__EXERCISE INPUTS__.
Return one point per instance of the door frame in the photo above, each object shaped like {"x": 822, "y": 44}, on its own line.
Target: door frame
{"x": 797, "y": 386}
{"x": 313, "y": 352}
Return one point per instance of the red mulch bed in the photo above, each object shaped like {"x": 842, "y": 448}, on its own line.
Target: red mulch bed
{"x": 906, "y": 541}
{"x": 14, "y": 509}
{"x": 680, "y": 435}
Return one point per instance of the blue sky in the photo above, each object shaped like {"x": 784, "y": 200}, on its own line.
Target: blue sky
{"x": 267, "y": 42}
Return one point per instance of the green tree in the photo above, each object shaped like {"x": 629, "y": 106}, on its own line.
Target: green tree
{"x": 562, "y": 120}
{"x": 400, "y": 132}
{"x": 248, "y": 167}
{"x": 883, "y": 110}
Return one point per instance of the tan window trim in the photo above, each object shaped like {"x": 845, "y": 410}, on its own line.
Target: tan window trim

__REQUEST__. Copy all the rows above verbatim, line for line.

__RESPONSE__.
Return one point per instance of the door frame in the photo above, each object shaped like {"x": 822, "y": 44}, on its own line.
Target: door frame
{"x": 797, "y": 386}
{"x": 313, "y": 352}
Return one point per instance of the red mulch bed in the photo above, each object shaped like {"x": 842, "y": 448}, on its own line.
Target: red mulch bed
{"x": 906, "y": 541}
{"x": 14, "y": 509}
{"x": 680, "y": 435}
Return one point per instance of the blue sky in the photo above, each object shaped like {"x": 784, "y": 200}, on its own line.
Target: blue sky
{"x": 267, "y": 42}
Return one point per instance of the green tree in the photo above, each object shaped like {"x": 629, "y": 106}, on its own line.
Target: green tree
{"x": 562, "y": 120}
{"x": 400, "y": 132}
{"x": 248, "y": 167}
{"x": 883, "y": 110}
Return one point per instance of the tan window trim in the photo above, each object shaped like {"x": 845, "y": 410}, on its own line.
Target: tan window trim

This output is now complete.